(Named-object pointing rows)
>>>

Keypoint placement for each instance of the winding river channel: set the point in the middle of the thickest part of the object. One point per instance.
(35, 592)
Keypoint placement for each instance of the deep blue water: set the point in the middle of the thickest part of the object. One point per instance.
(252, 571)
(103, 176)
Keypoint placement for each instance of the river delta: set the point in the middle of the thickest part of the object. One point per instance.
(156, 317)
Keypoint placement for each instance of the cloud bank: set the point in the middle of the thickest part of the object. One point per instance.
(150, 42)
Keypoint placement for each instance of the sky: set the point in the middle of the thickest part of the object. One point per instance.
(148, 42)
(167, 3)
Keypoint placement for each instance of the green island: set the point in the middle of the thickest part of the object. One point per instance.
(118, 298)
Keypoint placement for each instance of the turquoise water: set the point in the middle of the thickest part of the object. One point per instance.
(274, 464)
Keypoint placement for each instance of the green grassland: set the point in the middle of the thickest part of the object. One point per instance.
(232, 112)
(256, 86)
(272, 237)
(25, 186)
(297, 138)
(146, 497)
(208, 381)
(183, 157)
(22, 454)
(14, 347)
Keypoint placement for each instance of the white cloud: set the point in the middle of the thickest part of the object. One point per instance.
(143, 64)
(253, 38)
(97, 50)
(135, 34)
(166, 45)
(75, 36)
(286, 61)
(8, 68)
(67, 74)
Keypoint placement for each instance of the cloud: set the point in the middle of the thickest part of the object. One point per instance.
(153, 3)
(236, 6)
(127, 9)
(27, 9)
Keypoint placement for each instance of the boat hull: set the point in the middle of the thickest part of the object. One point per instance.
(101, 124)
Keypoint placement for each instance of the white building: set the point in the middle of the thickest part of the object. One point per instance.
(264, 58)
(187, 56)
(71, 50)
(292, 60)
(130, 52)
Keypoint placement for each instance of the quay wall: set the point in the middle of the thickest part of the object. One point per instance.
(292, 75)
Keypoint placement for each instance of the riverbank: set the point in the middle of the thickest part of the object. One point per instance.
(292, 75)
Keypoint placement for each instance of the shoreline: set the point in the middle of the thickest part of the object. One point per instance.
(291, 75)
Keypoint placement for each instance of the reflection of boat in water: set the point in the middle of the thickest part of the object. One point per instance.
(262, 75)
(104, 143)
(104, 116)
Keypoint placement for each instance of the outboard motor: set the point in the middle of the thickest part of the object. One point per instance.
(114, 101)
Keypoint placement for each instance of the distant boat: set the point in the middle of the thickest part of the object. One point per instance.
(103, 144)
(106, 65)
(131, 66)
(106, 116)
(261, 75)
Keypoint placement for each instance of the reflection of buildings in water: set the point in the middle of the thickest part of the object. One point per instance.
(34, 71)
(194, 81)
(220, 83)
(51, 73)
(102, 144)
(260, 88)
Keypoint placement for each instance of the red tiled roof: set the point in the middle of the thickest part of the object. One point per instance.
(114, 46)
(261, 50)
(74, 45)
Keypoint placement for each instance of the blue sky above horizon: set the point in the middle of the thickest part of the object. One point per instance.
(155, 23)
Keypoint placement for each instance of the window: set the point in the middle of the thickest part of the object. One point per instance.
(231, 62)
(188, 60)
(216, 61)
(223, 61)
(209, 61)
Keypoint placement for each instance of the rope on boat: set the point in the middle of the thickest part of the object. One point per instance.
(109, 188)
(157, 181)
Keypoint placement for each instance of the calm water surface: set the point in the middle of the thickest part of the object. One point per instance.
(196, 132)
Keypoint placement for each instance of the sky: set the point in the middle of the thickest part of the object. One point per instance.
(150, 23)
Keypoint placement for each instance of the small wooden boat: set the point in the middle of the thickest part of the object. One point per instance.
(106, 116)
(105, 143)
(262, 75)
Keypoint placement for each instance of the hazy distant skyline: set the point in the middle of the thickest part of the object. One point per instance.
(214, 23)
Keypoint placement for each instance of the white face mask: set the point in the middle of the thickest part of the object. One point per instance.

<<<

• WHAT IS NEEDED: Rewrite all of the rows above, replacing "thickest part" with "widest part" wherever it appears and keeping everything else the same.

• CORRECT ANSWER:
Keypoint placement for each instance of the winding river channel: set the point in the middle of the widest part of the object. One point per instance.
(35, 592)
Keypoint placement for each instance of the deep blue water: set the point in the middle of the widest part of the object. One point per instance.
(252, 571)
(103, 176)
Keypoint placement for each instance of the river delta: set the point in the middle of the widest part of the object. One point per instance.
(156, 317)
Keypoint placement for each instance of the cloud bank: set the point in the middle of the widest part of the object. One point per instance.
(150, 42)
Keypoint placement for each instance of the sky: set the point in the middle of the widest part of the object. One point per instance.
(148, 42)
(167, 3)
Keypoint placement for each instance of the green island: set the point in the middle of the widest part of the object. One point per instance.
(118, 298)
Keypoint placement for each instance of the turquoise water: set the point in the middle of the widest part of the object. One point per instance.
(274, 464)
Keypoint placement for each instance of the green grassland: set the point in the middle of the widest part of the object. One point per instance.
(232, 112)
(256, 86)
(272, 237)
(25, 186)
(297, 138)
(146, 497)
(208, 381)
(183, 157)
(22, 454)
(14, 347)
Keypoint placement for each instance of the white cloud: set the point in the middle of the widest part of the object. One point per instance.
(143, 64)
(253, 38)
(97, 50)
(135, 34)
(166, 45)
(75, 36)
(286, 61)
(8, 68)
(67, 74)
Keypoint placement for each instance of the cloud: set the point in the middle of the widest part of the object. One point per instance.
(153, 3)
(236, 6)
(127, 9)
(27, 9)
Keypoint placement for each instance of the boat hull: set the point in the middle of the widest part of the object. One point per instance.
(101, 124)
Keypoint placement for each instance of the white building: set the point in the middle of the widest part of the object. One point per instance.
(264, 58)
(187, 56)
(71, 50)
(292, 60)
(130, 52)
Keypoint placement for each instance of the quay wall: set the point in the middle of the widest part of the object. One point per instance.
(292, 75)
Keypoint placement for each instance of the riverbank: set the point in the middle of the widest part of the object. One point per instance.
(292, 75)
Keypoint placement for each instance of the shoreline: set the point in the middle of the widest part of the object. One point per instance.
(291, 75)
Keypoint placement for each instance of the reflection of boat in water: set the point in the middle of the widest part of the object. One point per instance.
(262, 75)
(104, 143)
(104, 116)
Keypoint placement for each instance of the outboard motor: set the point in the middle of the widest part of the object. One point per instance.
(114, 101)
Keypoint placement for each instance of the distant boat: set the point in the middle of the widest part of the object. One point per instance.
(103, 144)
(106, 65)
(131, 66)
(106, 116)
(261, 75)
Keypoint placement for each instance of the reflection of buildings in water: set the point in the middle of the widest part of the object. One point per instance.
(34, 71)
(194, 81)
(220, 83)
(51, 73)
(102, 144)
(260, 88)
Keypoint placement for each instance of the red tiled roof: set the point in the middle of the widest part of the object. One point per instance.
(114, 46)
(261, 50)
(74, 45)
Keypoint placement for each instance of the blue sky above horizon: set the point in the middle of the widest part of the object. One point per instance.
(155, 23)
Keypoint placement for each instance of the window: set the point in the middle of the widest part of the object. One point per instance.
(231, 62)
(188, 60)
(216, 61)
(223, 61)
(209, 61)
Keypoint placement for each instance of the rope on boat: set the point in the middle of the widest part of the object. One point per instance.
(109, 188)
(157, 181)
Keypoint placement for each instance of the calm water surface: set the point in the middle of the widest part of the object. One point per instance.
(196, 132)
Keypoint placement for each instance of the sky: set the point in the middle of the widest part of the object. One point per instance.
(150, 23)
Keypoint placement for each instance of the small wooden boat: set the point in the middle of the widest part of the object. One point per instance.
(106, 116)
(105, 143)
(262, 75)
Keypoint placement for each instance of the hazy distant skyline: set the point in the middle of the widest part of the object. One point per instance.
(214, 23)
Keypoint placement for each instance of the white face mask: set the point in the middle of the widest part of the object. One point per instance.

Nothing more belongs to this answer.